[TEXT UNDER STUDY]

Monday, October 16, 2006

Abortion and You
By Tim Nohr


Droves of women dying after botched back alley procedures. Doctors and patients sent to jail. Poor women forced to miss work and travel out of state to get care these are some of the doomsday visions of a post Roe v. Wade America. But a reversal of Roe v. Wade by the U.S. Supreme Court may not prove so dire. The repeal of the federally protected right to terminate a pregnancy would likely have relatively little impact on abortion in America. Such a rever­sal could, however, have a huge, largely unan­ticipated effect on other areas of our lives.

Roe has not made abortion universally accessible. Despite theoretical protec­tions enshrined in the contentious 1973 ruling, 87 percent of U.S. counties have no abortion providers. Various state laws permitted under Roe have introduced waiting periods, gag orders on doctors and other barriers to abortion. For women who live in these areas the situation is already grim, and the need to travel for an abortion is already a reality. But the states where women now go - Maryland, for instance, from the southeast-would continue to support abortion rights even if Roe were overturned.

A reversal of Roe would open two other fronts to attack. The first is the legal defini­tion of life. The second is the privacy doctrine the Roe decision helped solidify as implicit in the 14th Amendment of the Constitution. Attempts to change the definition of life are already under way-both the recently passed South Dakota antiabortion bill and a potential ballot measure in Michigan define life as begin­ning at conception. Success on this front could have far-reaching implications. As Ramesh Ponnuru writes in his book The Party of Death, "If abortion had not become the law of the land, we might not now be debating euthanasia or the killing of human embryos for research pur­poses. The same might work in reverse. The more we reject abortion, the more we might come to reject other choices for death too." In other words, meddling in cases such as Tern Schiavo's could be back on the menu, and stem-cell research could become a felony.

[/TEXT UNDER STUDY]
[RECORDS]

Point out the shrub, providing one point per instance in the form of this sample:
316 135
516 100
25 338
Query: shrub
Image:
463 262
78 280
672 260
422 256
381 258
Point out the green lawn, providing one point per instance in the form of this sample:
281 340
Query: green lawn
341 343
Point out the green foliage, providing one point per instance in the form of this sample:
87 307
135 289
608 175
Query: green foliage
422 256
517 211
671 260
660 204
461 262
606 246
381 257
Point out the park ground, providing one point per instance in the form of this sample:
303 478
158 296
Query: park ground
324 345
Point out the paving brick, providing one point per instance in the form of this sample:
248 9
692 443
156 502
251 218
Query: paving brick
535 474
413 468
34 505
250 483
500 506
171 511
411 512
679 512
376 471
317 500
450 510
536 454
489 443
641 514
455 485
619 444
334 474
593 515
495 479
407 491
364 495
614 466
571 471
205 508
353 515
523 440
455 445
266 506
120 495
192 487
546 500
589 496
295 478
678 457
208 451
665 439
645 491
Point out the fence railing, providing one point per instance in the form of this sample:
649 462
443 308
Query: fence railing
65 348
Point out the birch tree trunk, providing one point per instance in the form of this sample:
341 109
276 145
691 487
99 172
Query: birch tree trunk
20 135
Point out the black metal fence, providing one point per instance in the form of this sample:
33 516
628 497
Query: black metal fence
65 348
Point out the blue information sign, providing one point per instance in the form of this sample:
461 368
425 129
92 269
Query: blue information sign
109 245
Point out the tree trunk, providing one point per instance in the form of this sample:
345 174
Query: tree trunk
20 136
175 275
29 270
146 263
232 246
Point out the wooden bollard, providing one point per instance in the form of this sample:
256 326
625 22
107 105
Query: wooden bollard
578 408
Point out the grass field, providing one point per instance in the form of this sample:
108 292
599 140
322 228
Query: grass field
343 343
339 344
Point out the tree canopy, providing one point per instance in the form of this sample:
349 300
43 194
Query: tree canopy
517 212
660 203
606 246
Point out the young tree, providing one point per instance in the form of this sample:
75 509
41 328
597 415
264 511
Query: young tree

[/RECORDS]

▶ **REQUIREMENT 1**
Summarize the article on overturning Roe v. Wade in two sentences.
▶ **REQUIREMENT 2**
Write the next part of the article on overturning Roe v. Wade, picking up after its final sentence.
The data has nothing to do with the article on overturning Roe v. Wade.

▶ **TASK RESULT 1**
The article argues that reversing Roe v. Wade would likely have relatively little impact on abortion in America, because Roe has not made abortion universally accessible: 87 percent of U.S. counties have no abortion providers, and states such as Maryland would continue to support abortion rights. It warns instead that a reversal would open attacks on the legal definition of life and on the privacy doctrine, with far-reaching implications that could make stem-cell research a felony.

▶ **TASK RESULT 2**
Attacks on privacy may immediately target contraceptives, as hinted at during debate prior to the passage in May of a draconian antiabortion bill by Louisiana's House of Rep­resentatives. But the scope of attacks would be much broader than that: In 2003 when the U.S. Supreme Court struck down Texas's anti-sodomy laws in John Geddes Lawrence and Tyron Garner v. Texas, Justice Antonin Scalia's dissent­ing opinion specifically compared the case to Roe. He also wrote that the 14th Amend­ment "expressly allows states to deprive their citizens of 'liberty,' so long as 'due process of law' is provided." Unfortunately, in this interpretation the right to experiment in the bedroom, the right to use contracep­tion and the right to read the magazine in your hands - among many other "liberties" we take for granted today - would no lon­ger be protected once the landmark Roe had fallen. In summing up, Scalia stated, "The Court has taken sides in the culture war, departing from its role of assuring, as neutral observer, that the dem­ocratic rules of engagement are observed." Under those rules of engagement, criminal­izing homosexuality was, he said, "well within the range of traditional democratic action."

If Roe were reversed, the Supreme Court would open the door to banning almost any­thing conservatives dislike. And, as conser­vatives themselves acknowledge, that list of dislikes extends into our most intimate spaces. It is not only a woman's womb protected by Roe; it is the library, laboratory and hospital, and the body and bedroom of every member of our society. Those areas would be vulnera­ble to even bolder attacks than we already see in conservative legislatures should the Court reverse Roe v. Wade. But you would still be able to go to Baltimore for an abortion.